[Coordinate annotation items]
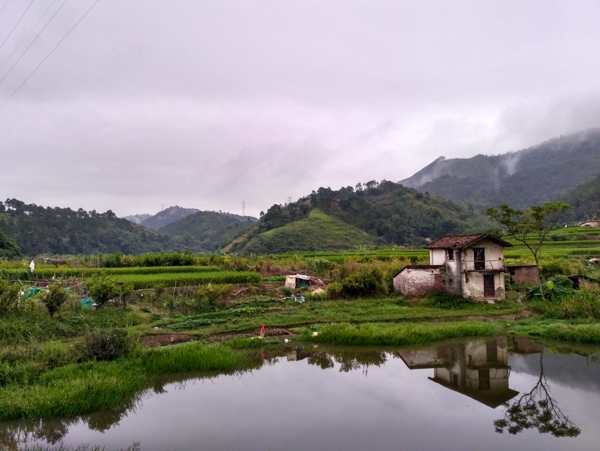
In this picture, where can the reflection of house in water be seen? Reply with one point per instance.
(297, 353)
(478, 369)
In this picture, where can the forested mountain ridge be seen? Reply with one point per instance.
(168, 216)
(208, 230)
(387, 212)
(546, 172)
(38, 230)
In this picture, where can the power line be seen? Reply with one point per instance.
(47, 56)
(2, 9)
(29, 34)
(31, 43)
(17, 24)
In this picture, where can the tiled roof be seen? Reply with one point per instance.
(463, 241)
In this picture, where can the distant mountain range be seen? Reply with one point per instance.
(376, 213)
(43, 230)
(546, 172)
(384, 213)
(162, 218)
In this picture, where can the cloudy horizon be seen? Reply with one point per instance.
(206, 104)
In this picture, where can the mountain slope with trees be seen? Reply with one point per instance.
(389, 213)
(168, 216)
(38, 230)
(546, 172)
(208, 230)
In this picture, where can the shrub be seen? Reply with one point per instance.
(9, 298)
(558, 287)
(108, 345)
(366, 282)
(443, 299)
(103, 288)
(54, 298)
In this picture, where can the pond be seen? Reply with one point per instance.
(451, 396)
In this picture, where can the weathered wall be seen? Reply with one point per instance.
(473, 285)
(418, 281)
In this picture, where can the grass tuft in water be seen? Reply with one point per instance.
(72, 390)
(577, 333)
(191, 357)
(399, 334)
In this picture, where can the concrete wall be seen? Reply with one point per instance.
(473, 285)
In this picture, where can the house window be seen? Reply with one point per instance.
(454, 379)
(479, 258)
(489, 290)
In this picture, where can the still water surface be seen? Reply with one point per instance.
(449, 397)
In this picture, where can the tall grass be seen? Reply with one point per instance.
(576, 333)
(401, 334)
(191, 357)
(72, 390)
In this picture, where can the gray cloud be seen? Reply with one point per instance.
(205, 104)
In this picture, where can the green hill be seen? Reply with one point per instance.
(206, 231)
(38, 230)
(380, 214)
(316, 232)
(167, 216)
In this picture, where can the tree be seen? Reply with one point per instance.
(103, 288)
(54, 298)
(536, 409)
(530, 226)
(8, 248)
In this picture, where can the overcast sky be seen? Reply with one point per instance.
(151, 103)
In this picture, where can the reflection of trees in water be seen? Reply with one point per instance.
(53, 431)
(536, 409)
(349, 360)
(15, 434)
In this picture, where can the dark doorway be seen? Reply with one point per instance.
(489, 290)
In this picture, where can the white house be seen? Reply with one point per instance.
(471, 265)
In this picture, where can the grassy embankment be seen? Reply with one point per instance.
(45, 371)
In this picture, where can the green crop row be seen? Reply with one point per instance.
(62, 272)
(141, 281)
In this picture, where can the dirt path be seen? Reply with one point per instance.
(153, 341)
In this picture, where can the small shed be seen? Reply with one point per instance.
(521, 274)
(297, 281)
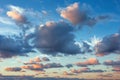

-- Task to carry out --
Rewrite the items in the stretch from the line containing "In this picture, where can the green crop" through the end of the records, substituting "garden shed" for "small shed" and changing nothing else. Leave the pictures out of your answer.

-- Answer to this exercise --
In this picture, where can the green crop row be seen? Reply with one point per instance.
(62, 272)
(141, 281)
In this picture, where can the dirt path be seen? Reply with one point per instance.
(153, 341)
In this picture, where can the garden shed be seen? Reply with one point per instance.
(521, 274)
(297, 281)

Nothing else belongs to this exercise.